## TASK REQUIREMENTS
Which artists does the piece on New Orleans below name as the ones most people think of when they hear "arts"?

## EXCERPT TO READ
I was trying to think of a creative introduction, or impressive alliteration, or metaphoric portrayal of life in New Orleans.
I couldn't.
There's just too much to encapsulate when you're trying to introduce the uninformed into a world of overwhelmingly transcendental sensory experience.
Cuisine. Music. Architecture. Diversity. The River.
Everything about New Orleans is unique. When you grow up in a literal and figurative black-and-white, rural Deep South small town, a place such as New Orleans is fresh and lively, yet relaxing and comforting at the same time.
New Orleans is different from other cities. Come to think of it, New Orleans is different from everywhere.
While a small-town upbringing makes you think just about any large city is overwhelming and diverse, no place makes as significant an impact on your senses as New Orleans. It's not your typical major U.S. city, i.e. Dallas, Houston, St. Louis, etc.
None of those cities are more than 300 years old. None of those cities have been directly ruled for significant portions of time by the British, French, and Spanish. Throw in the Haitian-voodoo culture, years of Catholicism-based practices, and pinches of Italian, German, and Greek cultures, and the city's heritage reveals a broader spectrum of customs and deeper layers of influence.
The amalgam of cultures results in one label - Creole.
Creole is not Cajun. Creole is more urban, Spanish, and West African. Cajun is more rural, poor, and white. Both have a strong French base, but many people believe the terms are interchangeable, and often label New Orleans as a Cajun city.
Cajuns do exist in New Orleans. However, New Orleans is Creole. Lafayette is Cajun. Baton Rouge is Cajun. New Orleans is not. In fact, it's hard to label New Orleans as anything but a city made up of countless ethnic groups that have all somehow retained their individual characteristics while avoiding homogenization. Yet at the same time, there has been somewhat of a homogenization, otherwise there would be no Creole.
But perhaps the most striking difference in New Orleans to me is its deeply rooted cultural base in one frame of thought/being/academia that consists of so many branches: Arts.
When most people hear arts, they think artists: Monet, Renoir, Picasso, Remington, Da Vinci, Van Gogh.
However, that's just a limb on The Great Tree of Arts. The first definition for "art" on dictionary.com is ...
"the quality, production, expression, or realm, according to aesthetic principles, of what is beautiful, appealing, or of more than ordinary significance."
Doesn't that sound awesome? And doesn't that sound like New Orleans?
I admit. I'm not a well-traveled person. But of the places I've been, no place comes close to representing the epitome of arts or the complexity in the capability of the human mind than New Orleans. Everything is an art form in New Orleans.
Masterpieces are seen throughout the realm of the human experience in New Orleans, from the grand scope of the local cuisine, to the European architecture, to the assortment of musical genres, to the people who make their livings on the street: Children tap-dancing, adolescents and adults playing trombones, trumpets, tubas, guitars, and harmonicas, the artists who hang their hand-crafted pieces along the wrought-iron fence of Jackson Square.

## ENTRIES

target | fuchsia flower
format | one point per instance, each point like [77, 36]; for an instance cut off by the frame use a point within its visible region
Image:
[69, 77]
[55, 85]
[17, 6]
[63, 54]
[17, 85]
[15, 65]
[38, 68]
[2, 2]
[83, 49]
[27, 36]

## SOLUTION BELOW
Monet, Renoir, Picasso, Remington, Da Vinci, Van Gogh